§ Document section:
● ● ● ● ●

[SOLVED] How to merge two dataframes using multiple columns as key?

How to merge two dataframes using multiple columns as key?

Say I have the following dataframes:

DF1 <- data.frame("A" = rep(c("A","B"), 18),
                  "B" = rep(c("C","D","E"), 12),
                  "NUM"= rep(rnorm(36,10,1)),
                  "TEST" = rep(NA,36))

DF2 <- data.frame("A" = rep("A",6),
                  "B" = rep(c("C","D"),6),
                  "VAL" = rep(c(1,3),3))

*Note: Each unique combination of variables A and B in DF2 should have a unique VAL.

For each row, I would like to replace the NA in TEST with the corresponding value of VAL in DF1 if the values in columns A and A match and the values in columns B and B match for that row. Otherwise, I'd leave TEST as NA. How would I do this without looping through each combination using match?

Ideally, an answer would scale to two data frames with many columns to match upon.

● ● ● ● ●

§ Provided records:

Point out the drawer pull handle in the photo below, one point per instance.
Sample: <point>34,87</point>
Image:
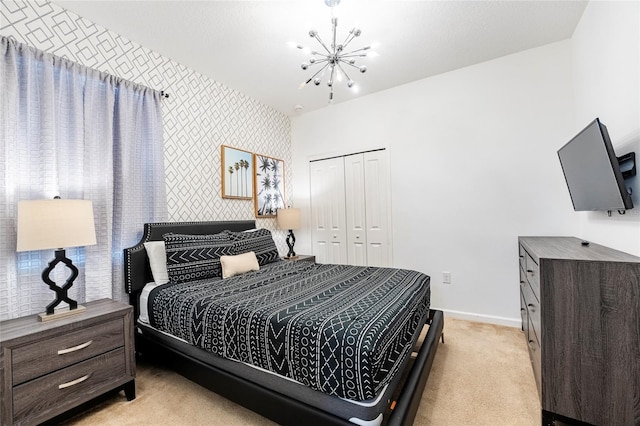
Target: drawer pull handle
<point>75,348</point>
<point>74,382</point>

● ● ● ● ●

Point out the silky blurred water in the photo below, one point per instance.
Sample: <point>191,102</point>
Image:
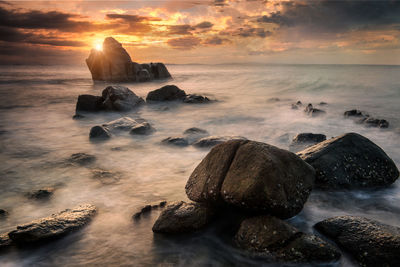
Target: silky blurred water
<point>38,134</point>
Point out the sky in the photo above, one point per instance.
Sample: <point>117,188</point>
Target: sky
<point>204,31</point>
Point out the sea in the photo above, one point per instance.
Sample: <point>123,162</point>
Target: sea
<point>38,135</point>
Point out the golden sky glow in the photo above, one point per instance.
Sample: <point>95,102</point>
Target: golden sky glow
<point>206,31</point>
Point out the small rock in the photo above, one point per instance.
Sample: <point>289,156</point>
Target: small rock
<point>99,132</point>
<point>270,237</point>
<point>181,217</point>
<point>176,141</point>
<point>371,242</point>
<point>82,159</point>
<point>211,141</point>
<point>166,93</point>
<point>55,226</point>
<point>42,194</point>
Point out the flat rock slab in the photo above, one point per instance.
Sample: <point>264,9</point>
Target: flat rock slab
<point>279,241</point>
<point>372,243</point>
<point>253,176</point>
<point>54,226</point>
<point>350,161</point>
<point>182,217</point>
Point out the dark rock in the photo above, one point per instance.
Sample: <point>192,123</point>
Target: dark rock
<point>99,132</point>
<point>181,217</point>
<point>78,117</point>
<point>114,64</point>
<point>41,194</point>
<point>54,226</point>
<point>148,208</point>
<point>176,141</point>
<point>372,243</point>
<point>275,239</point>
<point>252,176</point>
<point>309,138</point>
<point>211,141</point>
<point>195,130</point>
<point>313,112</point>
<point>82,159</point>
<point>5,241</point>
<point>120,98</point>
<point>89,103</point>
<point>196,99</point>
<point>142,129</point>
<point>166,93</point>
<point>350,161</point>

● ● ● ● ●

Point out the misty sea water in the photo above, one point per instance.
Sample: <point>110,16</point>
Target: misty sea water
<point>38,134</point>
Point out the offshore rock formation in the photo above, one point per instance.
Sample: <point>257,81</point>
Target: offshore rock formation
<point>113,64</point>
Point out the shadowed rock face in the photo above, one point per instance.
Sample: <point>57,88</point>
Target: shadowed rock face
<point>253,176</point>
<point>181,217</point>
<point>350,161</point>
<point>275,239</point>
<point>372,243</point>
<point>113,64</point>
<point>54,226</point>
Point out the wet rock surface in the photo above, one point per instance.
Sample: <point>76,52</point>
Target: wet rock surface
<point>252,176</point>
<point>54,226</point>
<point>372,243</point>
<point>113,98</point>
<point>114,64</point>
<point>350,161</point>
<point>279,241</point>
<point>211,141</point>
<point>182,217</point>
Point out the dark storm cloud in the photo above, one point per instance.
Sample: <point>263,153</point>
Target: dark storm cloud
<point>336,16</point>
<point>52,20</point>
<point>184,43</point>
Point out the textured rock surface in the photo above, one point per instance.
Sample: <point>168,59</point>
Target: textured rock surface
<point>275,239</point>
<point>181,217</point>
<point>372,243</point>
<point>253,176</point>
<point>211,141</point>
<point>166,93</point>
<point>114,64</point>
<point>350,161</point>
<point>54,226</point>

● ● ● ● ●

§ Stated problem:
Pick up the forum thread on merging two dataframes by several key columns and continue it from the point where it stops.

§ Answer:
Solution

As Akrun mentioned in comments, your lookup table (DF2) needs to be reduced to just its unique A/B combinations. For your current dataframe, this isn't a problem, but you will need additional rules if there are multiple possible values for the same combination. From there, the solution is easy:

DF2.u <- unique(DF2)
DF3 <- merge(DF1, DF2.u, all = T)

Note that this will produce a new dataframe with an empty TEST column (all values NA), and a VAL column assigned from DF2. To do exactly what you wanted (replace TEST with VAL where possible), here is some slightly clunkier code:

DF1$TEST <- merge(DF1, DF2.u, all = T)$VAL

EDIT: in response to your question, you can boil down DF2 if necessary quite simple:

DF2$C <- c(1:12) #now unique() won't work
DF2.u <- unique(DF2[1:3])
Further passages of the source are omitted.